**Work to complete**
Transcribe each entry below exactly. Pictures do not go in the copy.

[Records excerpted from a collection]
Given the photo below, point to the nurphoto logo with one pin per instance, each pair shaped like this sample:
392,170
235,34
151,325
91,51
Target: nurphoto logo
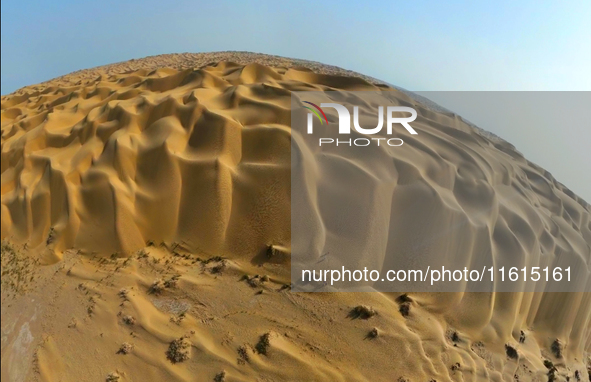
393,116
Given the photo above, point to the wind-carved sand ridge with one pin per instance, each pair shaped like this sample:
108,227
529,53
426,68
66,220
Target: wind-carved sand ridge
146,236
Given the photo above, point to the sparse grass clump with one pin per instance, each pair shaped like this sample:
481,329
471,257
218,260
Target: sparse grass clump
362,311
157,287
172,282
129,320
404,309
264,343
511,352
220,377
125,348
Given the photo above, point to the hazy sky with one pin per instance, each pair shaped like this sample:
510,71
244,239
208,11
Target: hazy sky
418,45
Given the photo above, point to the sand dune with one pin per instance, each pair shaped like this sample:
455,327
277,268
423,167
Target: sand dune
146,236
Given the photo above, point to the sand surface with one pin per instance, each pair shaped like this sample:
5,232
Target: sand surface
146,236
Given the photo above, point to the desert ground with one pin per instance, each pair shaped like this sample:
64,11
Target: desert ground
146,237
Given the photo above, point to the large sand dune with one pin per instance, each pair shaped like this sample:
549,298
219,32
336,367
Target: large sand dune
139,201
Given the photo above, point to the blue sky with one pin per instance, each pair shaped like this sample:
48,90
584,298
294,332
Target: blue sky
419,45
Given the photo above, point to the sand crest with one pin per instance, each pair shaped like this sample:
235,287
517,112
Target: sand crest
146,236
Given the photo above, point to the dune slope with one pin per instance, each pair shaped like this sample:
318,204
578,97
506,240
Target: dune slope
141,203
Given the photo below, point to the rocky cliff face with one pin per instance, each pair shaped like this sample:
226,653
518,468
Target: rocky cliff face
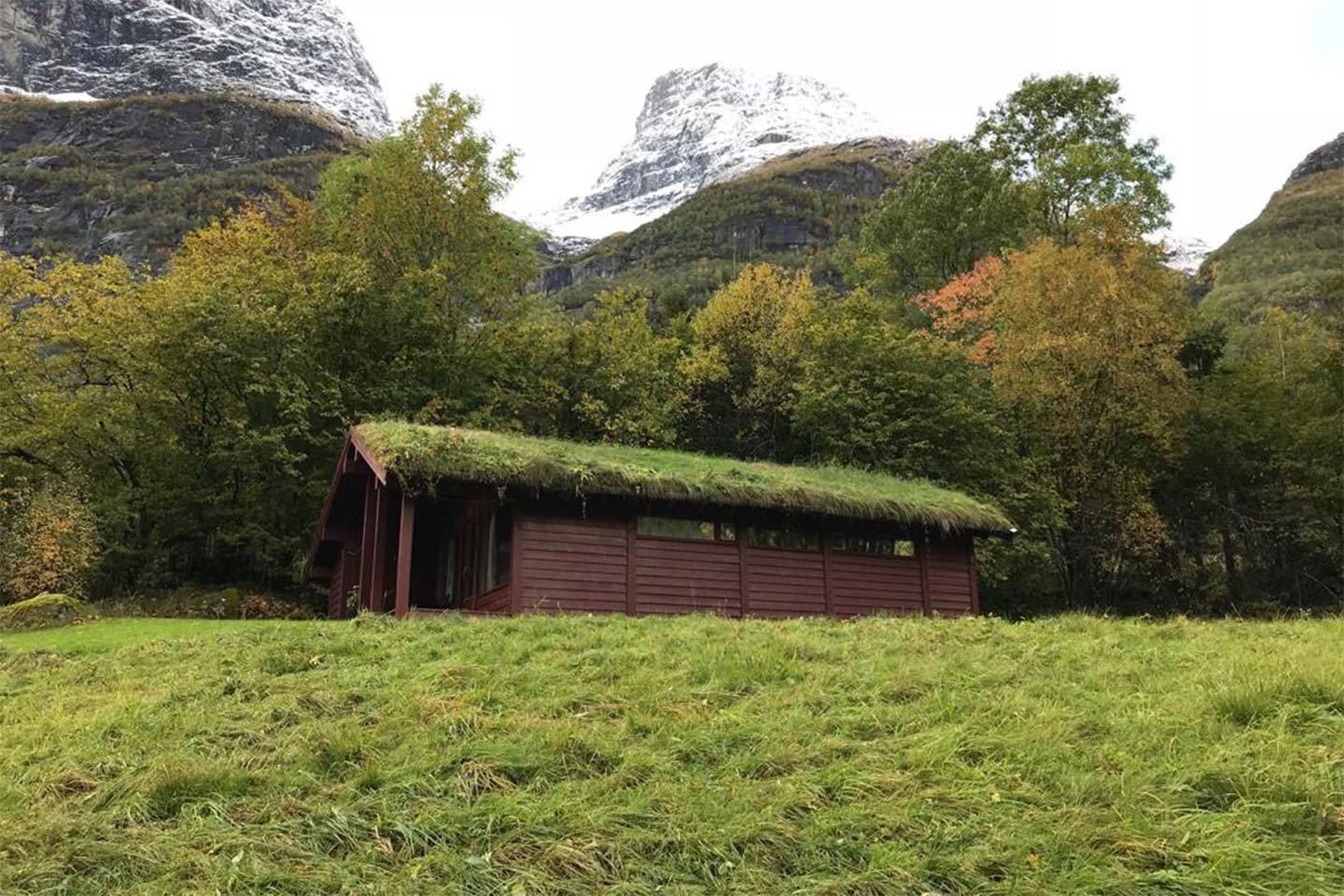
301,51
702,127
1291,256
791,210
132,176
1325,158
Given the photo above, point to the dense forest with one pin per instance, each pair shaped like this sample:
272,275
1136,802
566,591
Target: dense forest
1001,321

**Solution to this exercise**
Given the photo below, point to the nurphoto logo with one pin per instance, each pair shaped like this sample:
392,170
235,34
151,325
91,51
Target: nurphoto logo
393,116
Given the photo above, point to the wind-carved sand ridge with one pin per instance, each pair shaped like this sample:
108,227
529,53
426,68
66,220
Target: wind-carved sand ridge
146,236
Given the photo above, point to the sparse grass clump with one pin per instance, each pair shaped like this sample:
481,329
471,257
218,260
Target: sparse grass clump
362,311
157,287
172,282
129,320
404,309
264,343
511,352
220,377
125,348
Given the photo above, point to the hazy sky with one pin per instance, each pair shaped like this sample:
510,71
244,239
208,11
Target: hazy sky
418,45
Given the photo above, point to the sand dune with one pin per instance, each pair shaped like this sample:
455,327
277,268
423,167
Target: sand dune
146,236
Given the photo above, point to the sand surface with one pin per instance, each pair shaped like this sample:
5,232
Target: sand surface
146,236
Given the photo above, point to the desert ground with one pin per instance, each pair shaped like this sample:
64,11
Target: desert ground
146,237
Given the photo above, point to the large sand dune with one pin per instance, each pair shaped like this sample:
549,298
219,32
336,367
Target: large sand dune
139,201
Given the photo above, point to the blue sky with one pin per instance, each pair shaped like this sample:
48,90
584,298
294,332
Target: blue sky
419,45
Given the photo above, point to the sand crest with one pin per instance, each pair shaped like this sample:
235,287
517,112
Target: sand crest
146,236
Given the photo above, point to the dune slope with one pin per instance, each pair shaped like this sample:
318,204
578,97
506,240
Target: dune slope
141,203
Given the photo below, point to the rocky cliff face with one pin per instance, each pair shaped like this sample:
226,653
518,468
Target: rocky cliff face
301,51
702,127
1291,256
791,210
132,176
1325,158
Given the photo above, point to the dense forest with one pin per instance, each pair shaped like this sample:
272,275
1136,802
566,591
Target: dense forest
1001,321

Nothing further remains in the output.